Exercise —
Summarize the Lie algebra definitions below in two sentences.

Selected extract —
=======

Proving that $\mathfrak{gl}(n,\mathbb{F})=\mathfrak{sl}(n, \mathbb{F}) \oplus \mathfrak{s}(n,\mathbb{F})$. Definitions and the Problem
Let $\mathfrak{gl}(V)$ be the general linear algebra.  This Lie algebra is the set of all endomorphisms, $\operatorname{End}(V)$, of a vector space $V$ over $\mathbb{F}$, endowed with the Lie bracket $[x,y]=xy-yx,$ $\forall x,y \in \operatorname{End}(V).$  After fixing a basis for $V$, we can thereby identify $\mathfrak{gl}(V)$ with the set of all $n \times n$ matrices over $\mathbb{F}$, which we shall denote by $\mathfrak{gl}(n, \mathbb{F})$.
Let $\mathfrak{sl}(V)$ be the special linear algebra, which is a Lie algebra consisting of all endomorphisms of $V$ having trace zero, along with the same Lie bracket, $[x,y]=xy-yx$, $\forall x,y \in \operatorname{End}(V).$  Once again, we can identify $\mathfrak{sl}(V)$ with the set of all $n \times n$ matrices with trace zero, which we shall denote by $\mathfrak{sl}(n, \mathbb{F})$.

=======

Data for review —
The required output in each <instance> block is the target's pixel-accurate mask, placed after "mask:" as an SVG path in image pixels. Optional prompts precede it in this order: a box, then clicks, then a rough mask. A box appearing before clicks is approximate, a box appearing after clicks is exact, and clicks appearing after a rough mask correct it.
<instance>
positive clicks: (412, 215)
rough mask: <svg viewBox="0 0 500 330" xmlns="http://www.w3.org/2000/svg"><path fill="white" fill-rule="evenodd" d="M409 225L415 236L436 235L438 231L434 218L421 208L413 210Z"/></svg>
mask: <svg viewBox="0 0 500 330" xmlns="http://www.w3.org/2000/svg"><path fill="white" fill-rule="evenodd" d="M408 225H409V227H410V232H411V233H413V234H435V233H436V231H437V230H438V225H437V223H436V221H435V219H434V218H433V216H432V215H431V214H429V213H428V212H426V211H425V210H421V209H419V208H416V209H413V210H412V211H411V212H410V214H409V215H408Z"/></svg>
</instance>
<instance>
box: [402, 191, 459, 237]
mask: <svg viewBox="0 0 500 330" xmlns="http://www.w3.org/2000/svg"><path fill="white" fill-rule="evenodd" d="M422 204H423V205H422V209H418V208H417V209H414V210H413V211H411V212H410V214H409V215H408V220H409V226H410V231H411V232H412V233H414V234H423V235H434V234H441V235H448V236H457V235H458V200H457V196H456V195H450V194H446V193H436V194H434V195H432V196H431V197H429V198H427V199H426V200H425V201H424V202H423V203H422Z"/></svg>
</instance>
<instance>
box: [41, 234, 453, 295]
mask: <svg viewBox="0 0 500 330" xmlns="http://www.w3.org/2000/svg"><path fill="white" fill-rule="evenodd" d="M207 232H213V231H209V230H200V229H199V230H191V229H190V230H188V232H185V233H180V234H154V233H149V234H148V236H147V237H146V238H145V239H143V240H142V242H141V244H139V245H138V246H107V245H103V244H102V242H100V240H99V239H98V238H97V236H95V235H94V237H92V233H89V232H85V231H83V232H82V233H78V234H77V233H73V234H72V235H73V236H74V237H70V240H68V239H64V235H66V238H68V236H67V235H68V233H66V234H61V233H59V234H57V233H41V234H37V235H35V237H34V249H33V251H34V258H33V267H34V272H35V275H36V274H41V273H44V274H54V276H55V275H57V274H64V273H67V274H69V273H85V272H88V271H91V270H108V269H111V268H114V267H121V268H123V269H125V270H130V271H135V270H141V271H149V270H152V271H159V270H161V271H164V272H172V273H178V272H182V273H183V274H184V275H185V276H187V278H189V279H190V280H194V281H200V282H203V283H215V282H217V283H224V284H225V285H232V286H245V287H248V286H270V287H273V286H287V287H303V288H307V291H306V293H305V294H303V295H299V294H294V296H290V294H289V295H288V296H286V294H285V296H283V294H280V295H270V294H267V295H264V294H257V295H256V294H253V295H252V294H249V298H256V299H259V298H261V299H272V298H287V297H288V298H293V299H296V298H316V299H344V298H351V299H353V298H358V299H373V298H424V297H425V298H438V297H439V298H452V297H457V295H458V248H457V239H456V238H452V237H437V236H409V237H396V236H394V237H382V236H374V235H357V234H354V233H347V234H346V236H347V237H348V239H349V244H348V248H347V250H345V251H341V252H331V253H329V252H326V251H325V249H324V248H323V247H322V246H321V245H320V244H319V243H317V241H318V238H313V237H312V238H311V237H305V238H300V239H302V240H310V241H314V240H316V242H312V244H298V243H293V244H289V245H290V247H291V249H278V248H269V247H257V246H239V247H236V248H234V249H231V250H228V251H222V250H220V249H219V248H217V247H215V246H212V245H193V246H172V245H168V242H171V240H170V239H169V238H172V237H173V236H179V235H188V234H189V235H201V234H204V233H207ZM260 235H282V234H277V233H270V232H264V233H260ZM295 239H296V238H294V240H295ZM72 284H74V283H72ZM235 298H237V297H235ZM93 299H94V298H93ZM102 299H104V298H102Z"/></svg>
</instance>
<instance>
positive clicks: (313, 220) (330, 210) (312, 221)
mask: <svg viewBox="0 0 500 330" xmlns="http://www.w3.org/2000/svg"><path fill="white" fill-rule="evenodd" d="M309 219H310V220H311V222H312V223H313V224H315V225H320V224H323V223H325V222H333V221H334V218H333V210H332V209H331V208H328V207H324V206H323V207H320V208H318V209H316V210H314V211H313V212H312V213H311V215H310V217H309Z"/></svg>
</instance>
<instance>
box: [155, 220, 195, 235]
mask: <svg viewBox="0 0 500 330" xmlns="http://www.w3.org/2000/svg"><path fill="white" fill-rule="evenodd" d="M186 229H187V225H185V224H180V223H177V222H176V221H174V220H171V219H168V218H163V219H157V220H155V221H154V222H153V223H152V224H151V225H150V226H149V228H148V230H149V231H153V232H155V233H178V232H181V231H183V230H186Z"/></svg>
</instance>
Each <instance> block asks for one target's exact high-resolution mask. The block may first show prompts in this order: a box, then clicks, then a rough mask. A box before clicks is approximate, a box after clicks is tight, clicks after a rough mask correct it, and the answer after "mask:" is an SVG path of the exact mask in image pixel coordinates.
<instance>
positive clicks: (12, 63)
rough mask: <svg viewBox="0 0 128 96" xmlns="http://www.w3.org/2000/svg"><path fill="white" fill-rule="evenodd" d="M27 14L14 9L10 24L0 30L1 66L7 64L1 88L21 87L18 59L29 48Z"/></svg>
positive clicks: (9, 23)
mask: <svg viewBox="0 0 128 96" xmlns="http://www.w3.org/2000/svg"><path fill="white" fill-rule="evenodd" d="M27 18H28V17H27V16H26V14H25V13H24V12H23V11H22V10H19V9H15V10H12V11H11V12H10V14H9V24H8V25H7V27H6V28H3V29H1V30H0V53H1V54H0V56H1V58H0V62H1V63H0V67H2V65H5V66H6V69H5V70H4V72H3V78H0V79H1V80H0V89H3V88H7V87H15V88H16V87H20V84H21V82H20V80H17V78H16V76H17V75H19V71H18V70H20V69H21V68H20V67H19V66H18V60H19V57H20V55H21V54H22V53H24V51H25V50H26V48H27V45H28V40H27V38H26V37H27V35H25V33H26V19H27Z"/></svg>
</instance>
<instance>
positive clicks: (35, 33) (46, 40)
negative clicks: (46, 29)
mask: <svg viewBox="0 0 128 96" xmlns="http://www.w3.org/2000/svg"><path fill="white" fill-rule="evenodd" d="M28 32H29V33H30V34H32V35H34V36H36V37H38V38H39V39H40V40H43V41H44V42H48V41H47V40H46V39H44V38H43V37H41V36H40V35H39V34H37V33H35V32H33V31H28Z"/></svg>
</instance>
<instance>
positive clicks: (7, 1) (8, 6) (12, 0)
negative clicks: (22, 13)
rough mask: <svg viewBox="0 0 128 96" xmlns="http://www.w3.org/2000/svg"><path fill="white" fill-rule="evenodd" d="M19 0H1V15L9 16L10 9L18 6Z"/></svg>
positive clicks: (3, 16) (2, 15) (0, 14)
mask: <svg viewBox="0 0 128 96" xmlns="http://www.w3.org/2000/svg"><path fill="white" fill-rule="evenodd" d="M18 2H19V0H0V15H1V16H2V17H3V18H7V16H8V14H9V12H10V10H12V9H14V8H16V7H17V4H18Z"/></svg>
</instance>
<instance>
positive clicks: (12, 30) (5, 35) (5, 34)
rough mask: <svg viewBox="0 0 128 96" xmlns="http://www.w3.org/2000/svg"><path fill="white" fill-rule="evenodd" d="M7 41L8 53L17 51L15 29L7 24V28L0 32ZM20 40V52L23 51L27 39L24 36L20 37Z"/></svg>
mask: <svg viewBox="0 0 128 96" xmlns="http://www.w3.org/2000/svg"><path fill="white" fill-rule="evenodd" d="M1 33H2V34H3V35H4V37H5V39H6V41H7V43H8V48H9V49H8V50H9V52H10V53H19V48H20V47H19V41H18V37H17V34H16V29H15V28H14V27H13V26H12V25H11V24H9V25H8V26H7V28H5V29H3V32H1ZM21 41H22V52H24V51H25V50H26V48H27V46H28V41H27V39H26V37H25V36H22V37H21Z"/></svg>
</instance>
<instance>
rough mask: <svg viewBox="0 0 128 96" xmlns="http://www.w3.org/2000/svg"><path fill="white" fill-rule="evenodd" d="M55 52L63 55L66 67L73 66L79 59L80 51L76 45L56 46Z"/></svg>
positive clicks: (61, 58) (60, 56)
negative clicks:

=======

The answer —
The general linear algebra $\mathfrak{gl}(V)$ is the set of all endomorphisms of a vector space $V$ over $\mathbb{F}$ with the Lie bracket $[x,y]=xy-yx$, and once a basis is fixed it can be identified with the $n \times n$ matrices over $\mathbb{F}$, written $\mathfrak{gl}(n, \mathbb{F})$. The special linear algebra $\mathfrak{sl}(V)$ consists of the endomorphisms of $V$ with trace zero under the same bracket, and it can be identified with the trace-zero $n \times n$ matrices, written $\mathfrak{sl}(n, \mathbb{F})$.